● SET PROBLEM:
Gather each line of the data below that contains the word "white", treating uppercase and lowercase as different.

● MATERIAL FOR THIS TASK:

━━━━━━━━━━

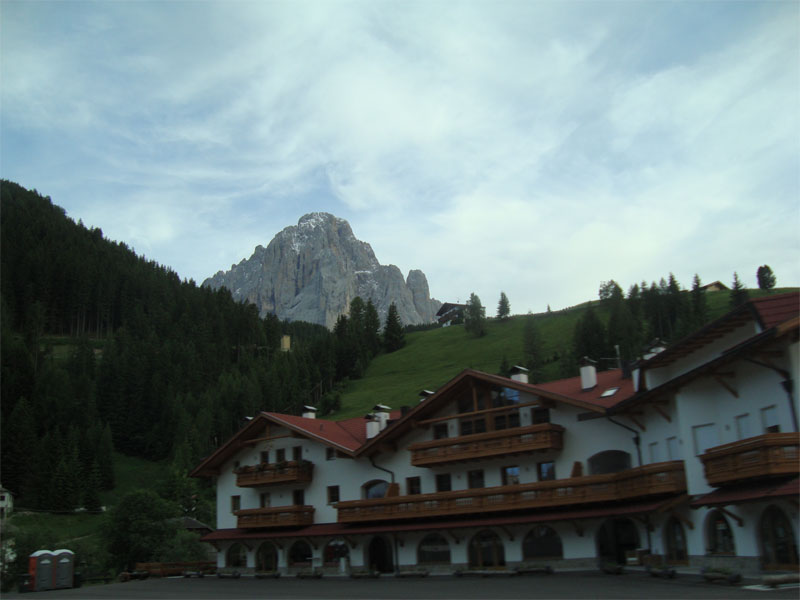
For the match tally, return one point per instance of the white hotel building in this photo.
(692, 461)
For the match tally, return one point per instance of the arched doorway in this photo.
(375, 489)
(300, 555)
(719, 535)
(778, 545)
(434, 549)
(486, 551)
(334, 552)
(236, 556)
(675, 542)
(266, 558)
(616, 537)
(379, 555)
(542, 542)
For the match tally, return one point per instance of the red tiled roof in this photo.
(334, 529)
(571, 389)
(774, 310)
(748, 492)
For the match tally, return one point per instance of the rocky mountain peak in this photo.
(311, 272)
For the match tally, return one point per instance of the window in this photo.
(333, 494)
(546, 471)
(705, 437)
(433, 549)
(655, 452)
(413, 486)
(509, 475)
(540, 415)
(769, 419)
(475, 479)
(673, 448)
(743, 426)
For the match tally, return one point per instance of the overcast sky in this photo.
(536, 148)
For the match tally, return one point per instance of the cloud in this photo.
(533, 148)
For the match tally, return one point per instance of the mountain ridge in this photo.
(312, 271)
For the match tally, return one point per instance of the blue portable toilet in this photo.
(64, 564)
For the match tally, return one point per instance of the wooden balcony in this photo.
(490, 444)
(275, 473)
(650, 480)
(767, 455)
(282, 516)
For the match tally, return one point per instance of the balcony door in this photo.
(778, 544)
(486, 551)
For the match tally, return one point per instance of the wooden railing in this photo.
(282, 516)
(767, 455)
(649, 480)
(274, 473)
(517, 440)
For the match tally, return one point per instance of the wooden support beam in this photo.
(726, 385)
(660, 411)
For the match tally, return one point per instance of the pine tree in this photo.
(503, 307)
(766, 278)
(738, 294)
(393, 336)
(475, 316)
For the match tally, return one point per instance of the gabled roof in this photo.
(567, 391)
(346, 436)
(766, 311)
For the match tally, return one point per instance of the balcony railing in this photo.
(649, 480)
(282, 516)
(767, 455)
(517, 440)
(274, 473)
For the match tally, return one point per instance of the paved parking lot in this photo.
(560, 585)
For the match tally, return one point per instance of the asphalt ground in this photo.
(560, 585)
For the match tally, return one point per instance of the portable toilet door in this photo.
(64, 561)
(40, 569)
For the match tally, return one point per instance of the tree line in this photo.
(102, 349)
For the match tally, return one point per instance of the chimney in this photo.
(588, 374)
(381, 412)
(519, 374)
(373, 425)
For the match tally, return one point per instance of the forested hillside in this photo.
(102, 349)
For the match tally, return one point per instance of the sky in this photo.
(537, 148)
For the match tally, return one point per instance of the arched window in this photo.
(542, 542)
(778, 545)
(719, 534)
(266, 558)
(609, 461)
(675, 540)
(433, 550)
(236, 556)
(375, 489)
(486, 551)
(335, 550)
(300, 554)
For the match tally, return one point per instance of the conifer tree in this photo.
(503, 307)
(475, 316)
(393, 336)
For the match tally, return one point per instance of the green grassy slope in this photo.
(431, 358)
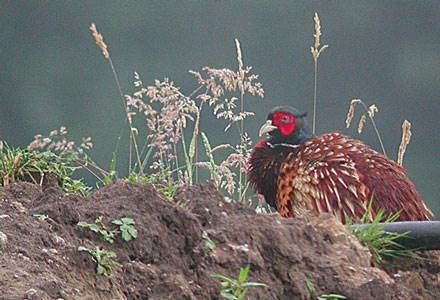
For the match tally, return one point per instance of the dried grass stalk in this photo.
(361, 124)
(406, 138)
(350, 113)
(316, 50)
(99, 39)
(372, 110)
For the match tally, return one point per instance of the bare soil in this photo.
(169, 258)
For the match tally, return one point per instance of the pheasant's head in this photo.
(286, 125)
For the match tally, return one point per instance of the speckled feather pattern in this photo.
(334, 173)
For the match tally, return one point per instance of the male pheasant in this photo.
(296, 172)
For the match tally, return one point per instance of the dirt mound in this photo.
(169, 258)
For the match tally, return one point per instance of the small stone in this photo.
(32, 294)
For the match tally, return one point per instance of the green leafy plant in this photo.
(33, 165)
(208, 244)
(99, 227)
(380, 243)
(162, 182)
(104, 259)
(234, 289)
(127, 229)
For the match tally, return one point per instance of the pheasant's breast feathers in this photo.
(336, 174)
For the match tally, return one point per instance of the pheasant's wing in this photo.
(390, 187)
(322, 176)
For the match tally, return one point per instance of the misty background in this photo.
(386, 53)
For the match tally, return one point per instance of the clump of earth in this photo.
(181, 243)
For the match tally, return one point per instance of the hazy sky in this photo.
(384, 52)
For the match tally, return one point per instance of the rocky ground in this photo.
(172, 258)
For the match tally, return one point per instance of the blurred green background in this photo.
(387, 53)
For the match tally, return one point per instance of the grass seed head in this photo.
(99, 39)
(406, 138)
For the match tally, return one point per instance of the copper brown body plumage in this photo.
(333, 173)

━━━━━━━━━━

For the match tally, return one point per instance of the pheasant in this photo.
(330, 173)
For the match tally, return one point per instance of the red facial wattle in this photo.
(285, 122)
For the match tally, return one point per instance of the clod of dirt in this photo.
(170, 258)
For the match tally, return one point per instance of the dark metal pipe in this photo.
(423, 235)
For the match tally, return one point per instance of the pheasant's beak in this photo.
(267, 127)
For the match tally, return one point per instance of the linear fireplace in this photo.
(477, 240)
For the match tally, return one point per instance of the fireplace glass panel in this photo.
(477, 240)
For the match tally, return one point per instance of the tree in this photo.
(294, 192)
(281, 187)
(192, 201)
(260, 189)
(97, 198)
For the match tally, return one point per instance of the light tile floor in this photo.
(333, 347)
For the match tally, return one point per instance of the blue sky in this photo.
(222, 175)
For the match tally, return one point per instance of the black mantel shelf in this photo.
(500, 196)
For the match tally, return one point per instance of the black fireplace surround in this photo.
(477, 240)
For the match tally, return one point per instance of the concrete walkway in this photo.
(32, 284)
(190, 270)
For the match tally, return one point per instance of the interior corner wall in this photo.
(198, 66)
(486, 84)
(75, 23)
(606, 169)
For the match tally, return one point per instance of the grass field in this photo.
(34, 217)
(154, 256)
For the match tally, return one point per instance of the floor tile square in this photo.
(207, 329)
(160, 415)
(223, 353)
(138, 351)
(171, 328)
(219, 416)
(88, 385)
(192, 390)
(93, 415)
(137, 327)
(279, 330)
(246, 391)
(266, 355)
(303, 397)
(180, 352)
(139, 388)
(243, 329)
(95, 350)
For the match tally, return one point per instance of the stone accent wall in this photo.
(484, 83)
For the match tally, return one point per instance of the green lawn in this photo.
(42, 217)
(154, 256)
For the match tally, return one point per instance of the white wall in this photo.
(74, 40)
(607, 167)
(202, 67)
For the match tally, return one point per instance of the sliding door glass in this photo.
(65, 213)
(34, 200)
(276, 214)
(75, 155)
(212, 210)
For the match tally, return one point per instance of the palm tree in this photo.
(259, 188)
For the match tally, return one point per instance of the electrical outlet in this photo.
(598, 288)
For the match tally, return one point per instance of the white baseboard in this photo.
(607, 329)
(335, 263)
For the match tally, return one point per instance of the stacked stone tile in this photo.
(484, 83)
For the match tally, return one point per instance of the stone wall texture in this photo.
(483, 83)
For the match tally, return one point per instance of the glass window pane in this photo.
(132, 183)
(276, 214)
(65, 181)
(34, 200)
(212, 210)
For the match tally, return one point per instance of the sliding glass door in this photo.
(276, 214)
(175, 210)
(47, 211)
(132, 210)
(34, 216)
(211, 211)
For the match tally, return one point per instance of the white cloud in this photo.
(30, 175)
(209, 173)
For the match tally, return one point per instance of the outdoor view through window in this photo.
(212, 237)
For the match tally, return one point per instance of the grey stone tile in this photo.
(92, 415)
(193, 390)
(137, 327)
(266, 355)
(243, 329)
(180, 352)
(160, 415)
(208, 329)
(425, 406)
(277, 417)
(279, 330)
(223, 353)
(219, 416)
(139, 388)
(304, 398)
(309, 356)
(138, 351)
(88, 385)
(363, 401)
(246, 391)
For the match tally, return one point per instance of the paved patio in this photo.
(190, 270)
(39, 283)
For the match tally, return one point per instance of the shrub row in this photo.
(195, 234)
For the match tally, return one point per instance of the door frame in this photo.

━━━━━━━━━━

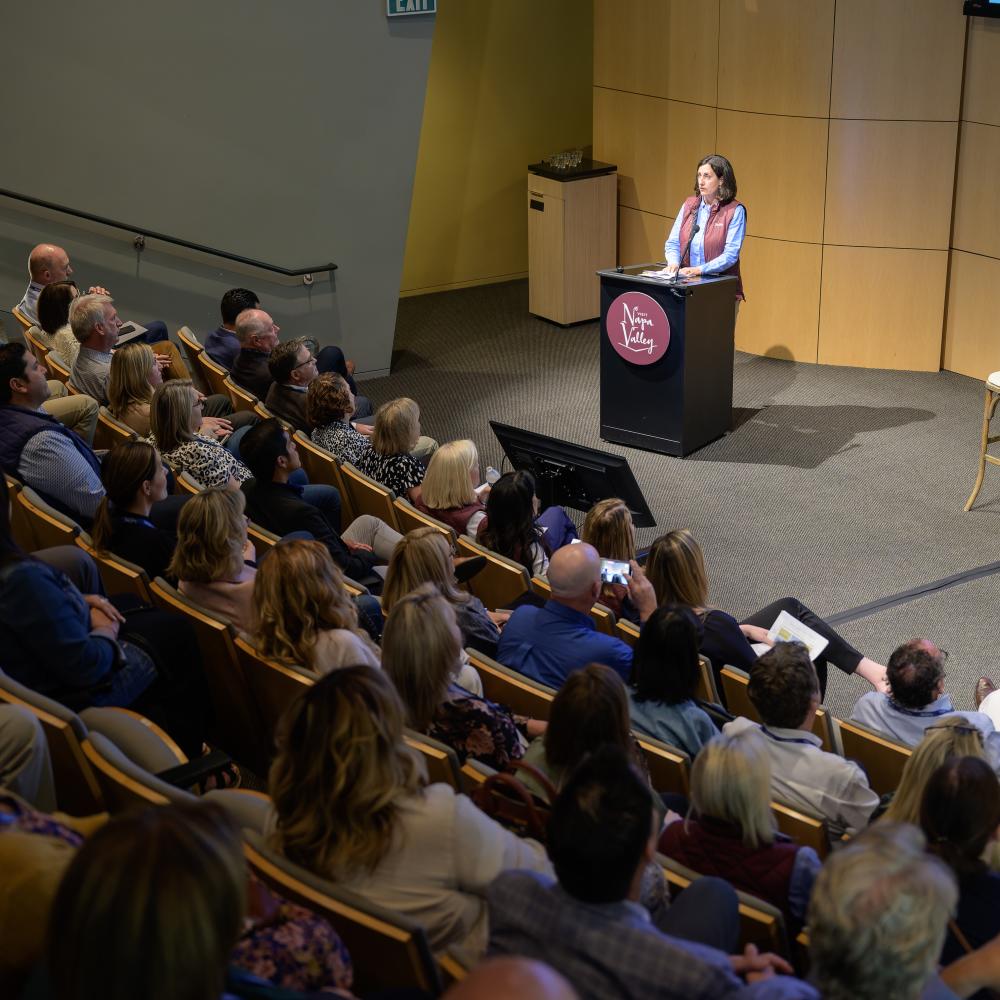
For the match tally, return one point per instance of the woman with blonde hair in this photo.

━━━━━━━━━━

● ANSWER TO THE PROBLEM:
For the match tally, return one point per instance of the white hotel building in this photo.
For the match tally, return one point per instance of the white wall in this photo.
For the match tally, return one point per instance of the white baseboard in this photo.
For the match tally, return one point per instance of the white cloud in this photo.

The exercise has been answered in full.